## WHAT YOU WILL DO:
Copy the passage of the news article on the Flynn pardon between "Flynn was one" and "being treated unfairly.", inclusive.

## TEXT EXCERPT:
Trump pardons former adviser Flynn, who pleaded guilty in Russia probe


FILE PHOTO: Former national security adviser Michael Flynn exits a vehicle as he arrives for his sentencing hearing at U.S. District Court in Washington, U.S., December 18, 2018. REUTERS/Jonathan Ernst

WASHINGTON (Reuters) -President Donald Trump on Wednesday pardoned his former national security adviser Michael Flynn, who had twice pleaded guilty to lying to the FBI during the investigation into Russian meddling in the 2016 presidential election.

Trump's pardon, which could be the first of several after he lost the 2020 presidential election to Democrat Joe Biden, drew condemnation from Democrats and other critics.

A retired Army general, Flynn pleaded guilty to lying to the FBI about interactions he had with Russia’s ambassador to the United States in the weeks leading up to Trump's inauguration in January 2017.

He has since sought to withdraw the plea, arguing that prosecutors violated his rights and duped him into a plea agreement. His sentencing has been deferred several times.

"It is my Great Honor to announce that General Michael T. Flynn has been granted a Full Pardon. Congratulations to @GenFlynn and his wonderful family, I know you will now have a truly fantastic Thanksgiving!" Trump wrote on Twitter, a day before the U.S. Thanksgiving holiday.

Flynn's attorney, Sidney Powell, who told a court in September she personally asked Trump not to pardon her client, said the pardon was "bittersweet" because Flynn was innocent

Trump's move was the highest-profile pardon he has granted since he took office. Among others, the Republican president has pardoned Army personnel accused of war crimes in Afghanistan and Joe Arpaio, a former Arizona sheriff and hardliner against illegal immigration.

"This pardon is undeserved, unprincipled, and one more stain on President Trump’s rapidly diminishing legacy," House of Representatives Judiciary Committee Chairman Jerry Nadler said in a statement.

House Speaker Nancy Pelosi called it "an act of grave corruption and a brazen abuse of power."

MUELLER INVESTIGATION

Flynn served as Trump's first national security adviser but the president fired him after only 24 days for lying to Vice President Mike Pence as controversy broke over the former general's contacts with then-Russian Ambassador Sergei Kislyak.

Flynn was one of several former Trump aides to plead guilty or be convicted at trial in former Special Counsel Robert Mueller’s investigation into Moscow’s interference in the 2016 U.S. election to boost Trump’s candidacy. Russia denied meddling.

In May, Attorney General William Barr stunned many in the legal community by ordering prosecutors to have the case dropped, a decision that came after Trump repeatedly complained that Flynn was being treated unfairly.

Flynn and the Trump administration said U.S. District Judge Emmet Sullivan, who presided over the case, was required by law to grant the request for dismissal. An appeals court in August denied Flynn's request to order Sullivan to end the case.

"The President has pardoned General Flynn because he should never have been prosecuted," the White House said in a statement. "In fact, the Department of Justice has firmly concluded that the charges against General Flynn should be dropped. This Full Pardon achieves that objective, finally bringing to an end the relentless, partisan pursuit of an innocent man."

The president has spent the days since the Nov. 3 election seeking to overturn the results and refusing to concede to Biden. On Monday, he allowed his administration to take part in a transition to a Biden White House, but he has continued to challenge the election's legitimacy. With less than two months before Inauguration Day, he could focus his remaining time in office on more pardons and other moves to burnish his legacy.

Point labeling lines:
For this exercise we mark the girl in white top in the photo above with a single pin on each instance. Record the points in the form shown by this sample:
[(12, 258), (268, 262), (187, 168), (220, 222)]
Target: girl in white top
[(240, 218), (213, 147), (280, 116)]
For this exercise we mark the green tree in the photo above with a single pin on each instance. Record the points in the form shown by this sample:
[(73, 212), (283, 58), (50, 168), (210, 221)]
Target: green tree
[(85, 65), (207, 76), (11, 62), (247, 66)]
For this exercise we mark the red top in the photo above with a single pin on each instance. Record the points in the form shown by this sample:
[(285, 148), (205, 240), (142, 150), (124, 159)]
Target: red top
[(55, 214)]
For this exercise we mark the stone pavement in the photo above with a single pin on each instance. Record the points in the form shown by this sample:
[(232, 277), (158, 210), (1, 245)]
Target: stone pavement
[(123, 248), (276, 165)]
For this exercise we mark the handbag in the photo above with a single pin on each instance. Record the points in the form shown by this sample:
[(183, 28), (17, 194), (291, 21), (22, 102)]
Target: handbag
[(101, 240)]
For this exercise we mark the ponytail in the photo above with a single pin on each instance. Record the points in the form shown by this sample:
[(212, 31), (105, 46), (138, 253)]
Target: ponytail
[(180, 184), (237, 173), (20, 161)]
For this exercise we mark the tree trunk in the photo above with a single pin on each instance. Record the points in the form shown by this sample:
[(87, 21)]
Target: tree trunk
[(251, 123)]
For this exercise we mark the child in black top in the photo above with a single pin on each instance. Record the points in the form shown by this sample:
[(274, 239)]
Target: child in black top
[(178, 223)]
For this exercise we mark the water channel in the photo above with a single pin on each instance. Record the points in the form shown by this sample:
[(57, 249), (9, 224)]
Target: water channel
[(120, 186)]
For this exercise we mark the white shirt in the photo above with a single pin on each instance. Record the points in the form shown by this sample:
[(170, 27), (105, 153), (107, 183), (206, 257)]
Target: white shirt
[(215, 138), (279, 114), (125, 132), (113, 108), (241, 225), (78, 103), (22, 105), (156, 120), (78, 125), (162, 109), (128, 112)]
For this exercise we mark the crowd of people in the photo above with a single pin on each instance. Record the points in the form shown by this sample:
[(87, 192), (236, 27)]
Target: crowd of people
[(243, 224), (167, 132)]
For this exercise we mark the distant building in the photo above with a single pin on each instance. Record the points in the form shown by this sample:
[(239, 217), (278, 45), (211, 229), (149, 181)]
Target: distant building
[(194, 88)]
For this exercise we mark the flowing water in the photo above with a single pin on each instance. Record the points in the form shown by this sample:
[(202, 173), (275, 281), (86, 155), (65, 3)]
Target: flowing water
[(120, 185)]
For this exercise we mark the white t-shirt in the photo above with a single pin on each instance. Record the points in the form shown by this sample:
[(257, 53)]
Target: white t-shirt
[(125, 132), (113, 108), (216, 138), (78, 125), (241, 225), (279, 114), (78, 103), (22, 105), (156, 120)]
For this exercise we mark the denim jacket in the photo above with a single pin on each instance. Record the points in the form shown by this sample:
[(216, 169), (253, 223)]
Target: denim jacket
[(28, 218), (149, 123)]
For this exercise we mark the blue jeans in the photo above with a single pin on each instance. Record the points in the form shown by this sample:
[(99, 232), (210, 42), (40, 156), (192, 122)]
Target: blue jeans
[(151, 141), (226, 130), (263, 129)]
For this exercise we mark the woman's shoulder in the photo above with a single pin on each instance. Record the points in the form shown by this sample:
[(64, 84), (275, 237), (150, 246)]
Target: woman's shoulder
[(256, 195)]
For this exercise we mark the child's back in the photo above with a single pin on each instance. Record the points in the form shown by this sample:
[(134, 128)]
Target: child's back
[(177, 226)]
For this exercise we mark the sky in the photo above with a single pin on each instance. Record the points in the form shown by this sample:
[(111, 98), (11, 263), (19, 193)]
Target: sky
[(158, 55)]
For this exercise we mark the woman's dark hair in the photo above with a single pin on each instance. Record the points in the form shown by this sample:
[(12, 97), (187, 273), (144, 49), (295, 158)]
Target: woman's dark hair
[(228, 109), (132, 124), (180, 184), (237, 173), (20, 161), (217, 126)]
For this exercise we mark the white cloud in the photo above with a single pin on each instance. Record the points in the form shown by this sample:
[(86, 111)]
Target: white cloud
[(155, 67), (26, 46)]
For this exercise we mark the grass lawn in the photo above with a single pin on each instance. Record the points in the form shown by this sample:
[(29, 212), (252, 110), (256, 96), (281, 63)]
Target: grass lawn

## PROBLEM SOLUTION:
Flynn was one of several former Trump aides to plead guilty or be convicted at trial in former Special Counsel Robert Mueller’s investigation into Moscow’s interference in the 2016 U.S. election to boost Trump’s candidacy. Russia denied meddling.

In May, Attorney General William Barr stunned many in the legal community by ordering prosecutors to have the case dropped, a decision that came after Trump repeatedly complained that Flynn was being treated unfairly.